═════ PROVIDED TEXT

Q&A: Understanding the Impact of Mega-Funds and Bitcoin Taxes

Editor’s Note: Welcome to the Early Investing Mailbag. Each week, we answer questions we think will help you learn about investing in pre-IPO startups and cryptocurrencies. If you have any questions for us, please email us at mailbag@earlyinvesting.com. Just remember, we can only answer your general questions for information and strategy. We can’t offer personal advice.

Q: What’s your view on the mega-funds making huge investments in startups? And how does it affect how you evaluate early-stage companies?

A: I won’t mince words. I’ve spoken out strongly against funds like SoftBank’s $100 billion Vision Fund, which invests hundreds of millions of dollars into pre-IPO companies. Having lots of cash to spend has a big downside. Companies invariably lose spending discipline. What’s more, companies that spend a lot can give the appearance of experiencing viral growth, but it’s really paid growth and many times more expensive growth. It’s not necessarily a sign that a company has found its sweet spot in the market.

I don’t think it’s a healthy trend. In theory, it could affect the outcome of some of our investments down the road. If a mega-fund invests in our company or a competitor, it’s going to have an impact. But that’s so far down the road that I don’t worry about it.

+ Early Investing Co-Founder Andy Gordon

Q: I heard a rumor that the IRS is going to change the way it taxes bitcoin. Is there any truth to it? What changes are they going to make? Will I need to do my taxes differently?

A: First, let’s be clear. I’m not a tax guy. I’m a tax policy guy. So I can’t give you any tax advice. But I can tell you what tax policy should be. And right now, the IRS bitcoin tax policy is terrible. How terrible is it? It’s worse than Charles Barkley’s golf swing.

The IRS treats bitcoin as property. So each time you use bitcoin to purchase something – whether it’s goods and services or other cryptocurrency – it creates a potentially taxable event.

If the bitcoin you use for the purchase has risen in value since the time you acquired it, you will likely have to pay taxes on that increase. This creates all sorts of problems.

Why should the simple act of buying pizza with bitcoin create a tax headache? Same thing with buying crypto. It just doesn’t make sense. Bitcoin and cryptocurrencies like it are a new asset class. It makes sense to come up with new ways to treat them.

So that brings us back to your question. Is the IRS getting ready to change the rules taxing bitcoin? Probably not. But we know Congress wants the IRS to consider it.

In September, five House members from the House Committee on Ways and Means wrote the IRS a letter. The letter expressed frustration with the fact that the IRS has ramped up its enforcement without giving taxpayers clear rules and reasons for what taxes they need to pay and why. And these five members want the IRS to issue a new, more comprehensive guidance to taxpayers.

I’m guessing the IRS thinks it’s provided clear guidelines. Bitcoin is property, and you need to pay taxes on it as if it’s property. But to taxpayers – and Congress – those rules either are not clear enough or make little sense. Hence the letter.

So what happens next? Nothing soon, really. The House probably won’t revisit this issue during Congress’ lame duck session after the elections. It has bigger fish to fry. And absent Congressional pressure, the IRS won’t be in a hurry to revamp its digital currency tax regulations. People have been asking for this since 2016, and nothing substantive has happened. So we’re stuck in limbo. As usual, the government isn’t working for the people.

Congressional pressure is the best way to get the IRS to act, however. So if this issue is important to you, write to your congressman or congresswoman. Or write to your senators. Let them know that the current tax rules for bitcoin make no sense. And that you want new and sensible tax rules for cryptocurrency.

This is the only way meaningful change is going to happen.

══════════

TRY IT: Translate this sentence from the mailbag Q&A on mega-funds and bitcoin taxes into Spanish: "Bitcoin and cryptocurrencies like it are a new asset class."

═════ DATA TO EXAMINE

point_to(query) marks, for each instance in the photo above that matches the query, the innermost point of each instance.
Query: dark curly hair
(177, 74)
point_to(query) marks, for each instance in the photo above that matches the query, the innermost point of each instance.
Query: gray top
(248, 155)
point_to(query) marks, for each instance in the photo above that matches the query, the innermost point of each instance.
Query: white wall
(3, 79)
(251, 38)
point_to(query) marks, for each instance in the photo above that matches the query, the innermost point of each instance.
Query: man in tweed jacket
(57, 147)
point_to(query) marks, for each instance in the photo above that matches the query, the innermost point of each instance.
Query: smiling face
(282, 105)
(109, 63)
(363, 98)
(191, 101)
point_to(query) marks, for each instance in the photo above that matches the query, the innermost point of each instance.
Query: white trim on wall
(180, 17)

══════════

ANSWER TO THE EXERCISE: El bitcoin y las criptomonedas similares son una nueva clase de activos.